Abstract Number: S-06
Abstract Type: Original Research
Introduction: Studies indicate that patients increasingly turn to the internet to access medical information.(1) However there has been limited examination of the presence and quality of patient electronic health information (EHI) about obstetric anesthesia.(2) In this observational study, we reviewed the websites of US academic hospitals with obstetric anesthesia fellowship programs (OAFPs) to assess the presence and readability of patient EHI related to obstetric anesthesia.
Methods: We identified 50 US hospitals with OAFPs from the SOAP website. For each institution, 2 non-physicians independently searched for EHI related to labor analgesia and anesthesia for Cesarean delivery on hospital websites with OAFPs. EHI was subsequently assessed for text readability using the Flesch-Kincaid grade formula (FKGF) and Flesch Reading Ease (FRE) tools. The FKGF indicates the grade level needed to comprehend written text. The FRE score (on a scale of 0-100) represents ease of reading, with the extremes of 0-30 “very difficult” and 91-100 “very easy”. Calculations are shown in Table 1. Inter-rater agreement was assessed using the kappa statistic. Data presented as n (%) and median [interquartile range].

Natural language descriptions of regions
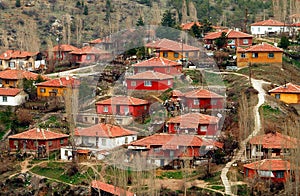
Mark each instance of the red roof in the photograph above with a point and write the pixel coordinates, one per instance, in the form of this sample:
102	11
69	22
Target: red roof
188	26
114	190
20	74
269	22
202	93
150	75
156	62
192	120
61	82
89	50
38	134
274	140
64	48
104	130
122	100
230	34
288	88
9	91
269	165
169	141
170	45
9	54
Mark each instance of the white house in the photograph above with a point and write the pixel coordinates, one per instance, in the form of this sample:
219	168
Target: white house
12	96
268	26
99	139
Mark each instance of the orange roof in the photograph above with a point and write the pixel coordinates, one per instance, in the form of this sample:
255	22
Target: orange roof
9	91
263	47
156	62
9	54
64	48
168	141
104	130
89	50
114	190
269	165
188	26
38	134
288	88
269	22
20	74
61	82
170	45
122	100
202	93
150	75
192	120
231	34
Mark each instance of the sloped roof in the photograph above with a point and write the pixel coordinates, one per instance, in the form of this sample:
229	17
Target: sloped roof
114	190
274	140
268	22
20	74
38	134
104	130
202	93
269	165
122	100
156	62
288	88
150	75
168	141
61	82
166	44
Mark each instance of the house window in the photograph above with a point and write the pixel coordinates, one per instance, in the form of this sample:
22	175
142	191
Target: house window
4	99
147	83
105	109
133	83
255	55
165	54
271	55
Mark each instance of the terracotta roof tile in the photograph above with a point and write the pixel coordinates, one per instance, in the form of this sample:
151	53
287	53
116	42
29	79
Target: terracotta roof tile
288	88
150	75
122	100
104	130
114	190
38	134
274	140
156	62
269	165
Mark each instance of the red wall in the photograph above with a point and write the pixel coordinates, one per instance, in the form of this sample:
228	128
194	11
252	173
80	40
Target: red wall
156	85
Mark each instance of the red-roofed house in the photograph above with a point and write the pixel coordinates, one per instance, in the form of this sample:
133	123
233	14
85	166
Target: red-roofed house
104	189
12	96
271	145
234	38
194	123
276	170
12	78
89	54
30	140
268	27
202	99
22	60
149	81
288	93
56	87
122	108
163	149
158	64
261	54
172	50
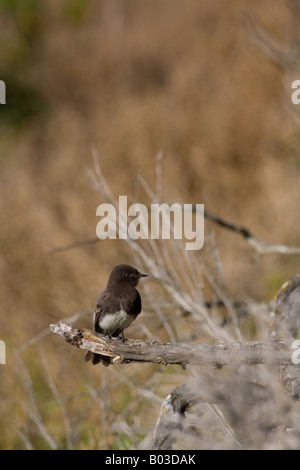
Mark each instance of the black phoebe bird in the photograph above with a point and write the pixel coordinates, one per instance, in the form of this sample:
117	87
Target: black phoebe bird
117	306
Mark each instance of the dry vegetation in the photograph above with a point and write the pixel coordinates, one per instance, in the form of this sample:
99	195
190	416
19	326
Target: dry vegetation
132	78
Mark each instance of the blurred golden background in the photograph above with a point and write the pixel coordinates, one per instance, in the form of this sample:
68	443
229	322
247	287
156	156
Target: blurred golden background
131	78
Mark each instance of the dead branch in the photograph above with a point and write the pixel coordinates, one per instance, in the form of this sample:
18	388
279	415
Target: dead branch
276	352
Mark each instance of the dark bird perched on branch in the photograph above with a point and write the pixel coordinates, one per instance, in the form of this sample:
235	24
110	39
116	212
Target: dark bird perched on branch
117	306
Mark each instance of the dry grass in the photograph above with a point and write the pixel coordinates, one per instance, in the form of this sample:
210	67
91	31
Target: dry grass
132	78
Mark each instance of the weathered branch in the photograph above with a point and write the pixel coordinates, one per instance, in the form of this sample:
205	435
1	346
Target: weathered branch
232	354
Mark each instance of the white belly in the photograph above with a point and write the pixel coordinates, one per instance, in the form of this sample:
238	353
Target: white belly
116	321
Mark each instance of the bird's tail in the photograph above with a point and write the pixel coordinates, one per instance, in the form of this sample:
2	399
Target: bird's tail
96	358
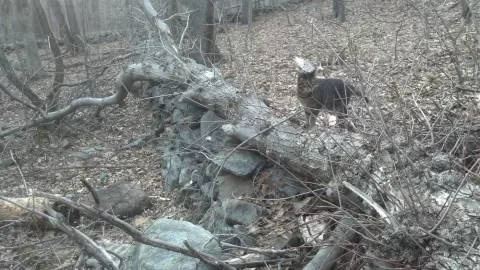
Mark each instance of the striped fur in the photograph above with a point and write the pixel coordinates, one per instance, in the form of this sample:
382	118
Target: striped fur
323	93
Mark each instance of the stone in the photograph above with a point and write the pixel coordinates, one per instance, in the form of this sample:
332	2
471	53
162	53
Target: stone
231	186
175	232
240	212
441	162
137	143
86	153
4	163
285	182
209	122
122	199
239	163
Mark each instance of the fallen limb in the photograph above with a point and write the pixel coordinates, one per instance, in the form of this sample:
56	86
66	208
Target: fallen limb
342	236
136	235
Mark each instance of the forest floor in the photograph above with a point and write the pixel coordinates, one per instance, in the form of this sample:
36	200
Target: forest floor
403	60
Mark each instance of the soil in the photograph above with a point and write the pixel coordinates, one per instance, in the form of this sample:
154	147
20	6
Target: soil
402	59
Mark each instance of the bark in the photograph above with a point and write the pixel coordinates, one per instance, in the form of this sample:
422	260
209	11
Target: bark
25	21
95	15
52	97
4	31
56	8
343	236
246	11
201	32
339	10
23	88
40	21
79	46
466	11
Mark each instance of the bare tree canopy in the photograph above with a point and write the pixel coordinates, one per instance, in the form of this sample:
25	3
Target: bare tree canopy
199	138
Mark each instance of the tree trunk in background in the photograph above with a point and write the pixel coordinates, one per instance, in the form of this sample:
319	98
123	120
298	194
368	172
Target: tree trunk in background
3	25
246	10
339	10
52	97
201	31
56	8
466	12
95	15
41	20
7	20
25	22
79	46
211	51
175	22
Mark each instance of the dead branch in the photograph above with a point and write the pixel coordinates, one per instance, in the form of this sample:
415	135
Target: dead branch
342	236
130	230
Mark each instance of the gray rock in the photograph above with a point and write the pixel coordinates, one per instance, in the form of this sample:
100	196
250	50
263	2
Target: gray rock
185	175
240	163
231	186
240	212
441	162
16	65
123	250
174	232
210	191
211	171
189	137
210	122
4	163
172	165
86	153
122	199
137	143
285	181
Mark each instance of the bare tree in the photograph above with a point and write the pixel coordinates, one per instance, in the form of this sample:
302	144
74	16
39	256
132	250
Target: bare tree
52	97
246	11
201	31
56	8
466	10
95	15
25	20
3	23
339	10
74	28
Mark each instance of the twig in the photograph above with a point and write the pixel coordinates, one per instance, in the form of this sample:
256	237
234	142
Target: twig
12	155
459	88
92	191
266	130
444	214
137	235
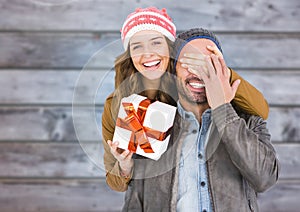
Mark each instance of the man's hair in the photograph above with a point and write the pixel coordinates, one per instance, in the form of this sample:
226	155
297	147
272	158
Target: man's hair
189	35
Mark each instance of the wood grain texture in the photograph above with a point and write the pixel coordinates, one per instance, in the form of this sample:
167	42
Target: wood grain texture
57	124
58	195
93	86
48	124
76	50
246	15
72	195
70	160
281	197
51	160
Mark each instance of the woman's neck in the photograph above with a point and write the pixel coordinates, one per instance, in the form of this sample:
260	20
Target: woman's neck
151	87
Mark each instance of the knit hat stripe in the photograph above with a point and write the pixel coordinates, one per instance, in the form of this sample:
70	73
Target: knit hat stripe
147	19
139	28
148	13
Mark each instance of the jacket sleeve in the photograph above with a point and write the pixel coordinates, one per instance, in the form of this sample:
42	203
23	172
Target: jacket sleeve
248	145
248	98
113	176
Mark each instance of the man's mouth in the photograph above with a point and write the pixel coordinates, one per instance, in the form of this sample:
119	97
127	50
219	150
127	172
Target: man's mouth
152	64
195	84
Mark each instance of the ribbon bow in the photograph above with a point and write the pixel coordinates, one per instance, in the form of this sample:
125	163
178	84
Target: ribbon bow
134	122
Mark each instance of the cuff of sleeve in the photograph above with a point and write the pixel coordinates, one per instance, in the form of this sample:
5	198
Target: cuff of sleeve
223	115
233	76
117	171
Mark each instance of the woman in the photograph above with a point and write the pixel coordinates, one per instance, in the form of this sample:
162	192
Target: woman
145	68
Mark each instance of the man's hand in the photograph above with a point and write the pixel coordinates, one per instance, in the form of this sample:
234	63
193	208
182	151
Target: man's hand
124	158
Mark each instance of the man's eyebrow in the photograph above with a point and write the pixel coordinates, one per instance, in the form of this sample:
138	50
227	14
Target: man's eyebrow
155	38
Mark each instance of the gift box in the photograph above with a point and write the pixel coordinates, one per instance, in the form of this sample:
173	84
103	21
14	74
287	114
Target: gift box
143	126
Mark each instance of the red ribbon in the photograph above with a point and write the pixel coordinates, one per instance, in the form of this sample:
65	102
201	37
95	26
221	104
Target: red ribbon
134	122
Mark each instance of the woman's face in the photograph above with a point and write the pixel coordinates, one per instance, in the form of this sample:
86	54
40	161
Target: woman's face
150	53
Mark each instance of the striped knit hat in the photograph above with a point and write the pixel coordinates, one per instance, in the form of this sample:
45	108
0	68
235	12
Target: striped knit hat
149	18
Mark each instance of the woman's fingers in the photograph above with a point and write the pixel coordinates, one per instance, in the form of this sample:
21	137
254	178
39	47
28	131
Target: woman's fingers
215	50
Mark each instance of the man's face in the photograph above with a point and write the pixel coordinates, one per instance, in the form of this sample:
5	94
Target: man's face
190	87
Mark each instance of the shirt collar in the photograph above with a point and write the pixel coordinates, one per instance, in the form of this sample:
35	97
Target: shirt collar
187	115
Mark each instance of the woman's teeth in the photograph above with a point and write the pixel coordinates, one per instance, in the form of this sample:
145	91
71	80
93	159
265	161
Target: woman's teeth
197	85
153	63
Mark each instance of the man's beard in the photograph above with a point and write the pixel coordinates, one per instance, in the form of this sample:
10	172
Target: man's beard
192	97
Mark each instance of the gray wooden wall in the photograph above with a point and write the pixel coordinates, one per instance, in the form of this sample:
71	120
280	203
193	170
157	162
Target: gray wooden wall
44	46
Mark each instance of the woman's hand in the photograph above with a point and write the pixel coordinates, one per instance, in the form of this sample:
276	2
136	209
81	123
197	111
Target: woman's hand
216	80
215	74
123	156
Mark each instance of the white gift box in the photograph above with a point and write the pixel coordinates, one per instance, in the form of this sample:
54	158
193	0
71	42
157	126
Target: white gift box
159	116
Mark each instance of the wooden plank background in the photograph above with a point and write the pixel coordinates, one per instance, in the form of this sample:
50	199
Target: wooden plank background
51	48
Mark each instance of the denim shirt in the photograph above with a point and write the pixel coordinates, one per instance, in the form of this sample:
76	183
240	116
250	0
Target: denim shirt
193	192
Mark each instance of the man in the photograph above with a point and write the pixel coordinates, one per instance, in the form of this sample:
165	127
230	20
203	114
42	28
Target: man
218	157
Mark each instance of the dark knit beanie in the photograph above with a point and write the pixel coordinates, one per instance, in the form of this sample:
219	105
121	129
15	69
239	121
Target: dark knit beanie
189	35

[EXERCISE 1]
Decide whether each of the following statements agrees with the obstetric anesthesia abstract, answering yes or no and quoting the words of the abstract that settle it: (a) The websites of 50 US hospitals with obstetric anesthesia fellowship programs were reviewed. (b) Physicians carried out the searches of the hospital websites. (c) An FRE score between 91 and 100 marks text as "very difficult".
[EXERCISE 2]
Carry on the obstetric anesthesia abstract from the point where it stops.

[ANSWER BOX 1]
(a) Yes: "We identified 50 US hospitals with OAFPs from the SOAP website."
(b) No: "2 non-physicians independently searched for EHI"
(c) No: "with the extremes of 0-30 “very difficult” and 91-100 “very easy”"

[ANSWER BOX 2]
Results: The 2 raters were able to locate EHI for obstetric anesthesia on 27 (54%) and 33 (66%) hospital websites respectively; kappa = 0.72. The raters located a specific obstetric anesthesia website or webpage with patient EHI for only 6 (12%) and 9 (18%) hospitals respectively; kappa = 0.71. Readability statistics for the 33 hospitals with obstetric anesthesia EHI are shown in Table 2. The median FKGF was 10th grade. The median FRE was 42.3, indicating a “difficult” ease of reading.
Conclusions: In this observational study, we observed that at least one third of hospitals with OAFPs lack online EHI about obstetric anesthesia. In addition, the FKGL level is higher than recommended by the American Medical Association and National Institute of Health; both organizations recommend patient education material should be no higher than 6th grade level.(1) Of the available EHI, the majority of content is difficult to read and requires reading comprehension level several grade levels above national guidelines for patient information. These data suggest that academic hospitals need to improve the quantity and quality of patient web-based EHI.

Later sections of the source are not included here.